▶ [YOUR GOAL]
In the dust particle transcript below, pull out the passage from "- [Instructor] We've" to "out as 6_2." word for word.

▶ [DOCUMENT EXTRACT]
Start

Learn about adding a custom 2d particle emitter that emulates dust.
- [Instructor] We've seen how we can add Boris particle effects to recreate something very specific, like rain. However, you can also create a more generic particle system then fine tune it to make it look like something much more custom. For example, let's say I wanted to add more dust to this shot of the shovel, maybe as the shovel digs, there's a cloud of dust here. I can use a particle system to generate that and make it look like it belongs in the original shot. Let's give it a try. I'm back to the shot where the rain is added, and this is saved out as 6_2.
I'm going to start by adding a new solid to which I'll add some new particles. Color doesn't matter. I will make it the comp size though. And we'll drag that down to the center of the layer outline. To this I'll add a new effect, this time Particles, Particle System. Looks like it doesn't do much at the start, but if I play it back I'll see a burst of purple particles, and the color comes from the solid color.
What can we do with that? Well, I'm going to start by changing where the particles are generated. The emitter is something called the Center XY. I'll go to the first frame and move that down to where the shovel is and animate that. Now you notice that there's no particles at the start, but we'll deal with that in a moment. So the Center XY is right here under Production, and then I'll keyframe that and make sure it follows over time.
Alright, so there are some keyframes. There are the keyframes there, and it follows along. Now in terms of the particles not being there to start, it's because they have to be born, and by default they're born on Frame 1 and start to appear. However, I can go down to the bottom where it says Animation and change the Start on Frame to a negative number. So that's kind of like pre-roll. So now they start at negative 25, and by the time I do see the first frame they'll be in the shot already.
Let's look at some of the properties that effect how the particles are born and how they live and so on. At the top there is a Birth Rate. This is how many particles you get as the timeline plays forward. If I reduce this I get fewer particles. In fact, I'll go down to 10 because I want to make them larger I don't need so many in the shot. Life Span effects how long they live. If there's a short Life Span, they'll die and pop off and disappear at the end of that time. I want to make this a large number like 100 so they last longer than the timeline, and therefore they don't disappear.
Now they are moving downwards because there are built in forces that effect the motion. Before I get to that though I want to take a look at the Initial Velocity. This is the initial speed when they're born. I think they're moving too fast, so I'm going to reduce this to 25. Now in terms of the Gravity I can go find that also. This is underneath Movement, and there's Gravity. Now initially Gravity is like gravity on the Earth that pulls downwards, but if I change the Gravity Angle to zero it'll float upwards.
I can also reduce the strength of the gravity so they move more slowly, let's say 10. Now, I still think they're moving too fast, so I'm going to use another built in force which is Air Resistance. This is like friction in the air. I'll increase this to 50, and now they'll be more lazy as they move up through the scene. That's starting to look like perhaps a cloud of dust. Let's deal with the way they look next.
They're still purple and very small. Under Appearance we can find the color. There's a start color, mid color, and end color, so let's change color as they age towards their Life Span. I'm not going to use the mid color, but I will use the start color. I'm going to change that menu to Custom Color and select a dark tan from the background. In terms of the end color I'm going to change that to Custom Color also and make that the color of the sky so that as they float towards the sky they start to disappear just because of the color.
You can see the color variation now. They're very small though. I want to make them larger so they start to clump together into a mass. There's a Start Size and the End Size. Alright, that's starting to look more like a cloud of dust. Now at the moment they're rising up very much in a single column. I'd like to maybe make them branch, give them more variation as they flow upwards.

End

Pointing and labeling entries
Start

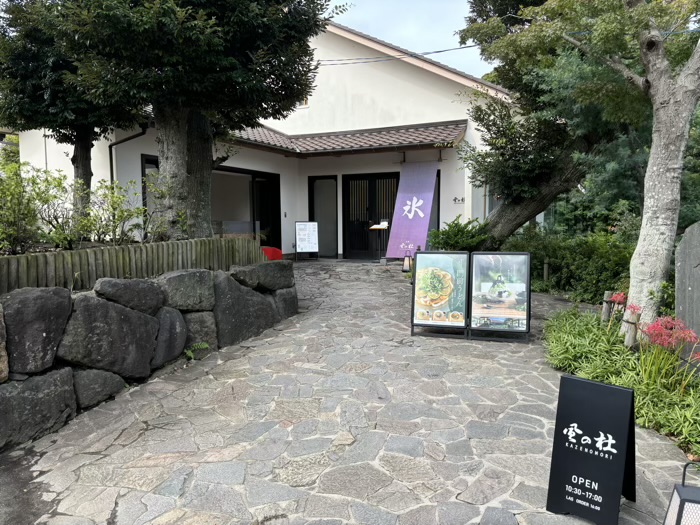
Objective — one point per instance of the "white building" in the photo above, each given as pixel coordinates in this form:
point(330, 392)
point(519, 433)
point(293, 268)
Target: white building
point(336, 160)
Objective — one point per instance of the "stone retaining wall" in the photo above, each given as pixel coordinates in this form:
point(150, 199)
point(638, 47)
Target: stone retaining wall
point(60, 353)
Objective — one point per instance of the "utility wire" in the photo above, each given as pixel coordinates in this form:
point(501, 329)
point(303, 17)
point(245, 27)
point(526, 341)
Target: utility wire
point(372, 60)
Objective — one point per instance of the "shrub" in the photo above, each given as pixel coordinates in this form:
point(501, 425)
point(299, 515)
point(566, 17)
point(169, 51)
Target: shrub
point(585, 266)
point(667, 393)
point(457, 236)
point(37, 205)
point(19, 216)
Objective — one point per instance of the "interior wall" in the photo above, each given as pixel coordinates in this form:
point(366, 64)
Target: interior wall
point(230, 197)
point(326, 214)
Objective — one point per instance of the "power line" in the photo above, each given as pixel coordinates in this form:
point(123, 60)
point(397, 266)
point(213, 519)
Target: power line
point(372, 60)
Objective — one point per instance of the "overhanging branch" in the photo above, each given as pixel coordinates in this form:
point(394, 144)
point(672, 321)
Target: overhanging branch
point(692, 67)
point(612, 62)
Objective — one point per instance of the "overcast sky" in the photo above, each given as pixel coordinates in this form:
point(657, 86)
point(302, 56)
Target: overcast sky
point(417, 25)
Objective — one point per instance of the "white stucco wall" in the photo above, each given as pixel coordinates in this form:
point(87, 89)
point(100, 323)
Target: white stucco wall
point(452, 179)
point(374, 95)
point(383, 94)
point(41, 151)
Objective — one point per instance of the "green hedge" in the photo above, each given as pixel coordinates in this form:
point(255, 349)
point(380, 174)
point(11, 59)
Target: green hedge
point(585, 266)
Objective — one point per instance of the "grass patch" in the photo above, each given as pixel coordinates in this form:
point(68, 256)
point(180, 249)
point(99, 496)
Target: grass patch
point(667, 393)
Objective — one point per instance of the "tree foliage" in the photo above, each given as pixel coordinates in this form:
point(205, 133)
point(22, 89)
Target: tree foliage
point(36, 91)
point(205, 67)
point(240, 60)
point(650, 51)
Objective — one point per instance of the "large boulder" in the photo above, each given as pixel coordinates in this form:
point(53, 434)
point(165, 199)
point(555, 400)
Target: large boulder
point(201, 328)
point(275, 275)
point(286, 302)
point(94, 386)
point(137, 294)
point(172, 337)
point(111, 337)
point(33, 408)
point(4, 366)
point(34, 319)
point(246, 275)
point(188, 290)
point(240, 312)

End

▶ [EXERCISE SOLUTION]
- [Instructor] We've seen how we can add Boris particle effects to recreate something very specific, like rain. However, you can also create a more generic particle system then fine tune it to make it look like something much more custom. For example, let's say I wanted to add more dust to this shot of the shovel, maybe as the shovel digs, there's a cloud of dust here. I can use a particle system to generate that and make it look like it belongs in the original shot. Let's give it a try. I'm back to the shot where the rain is added, and this is saved out as 6_2.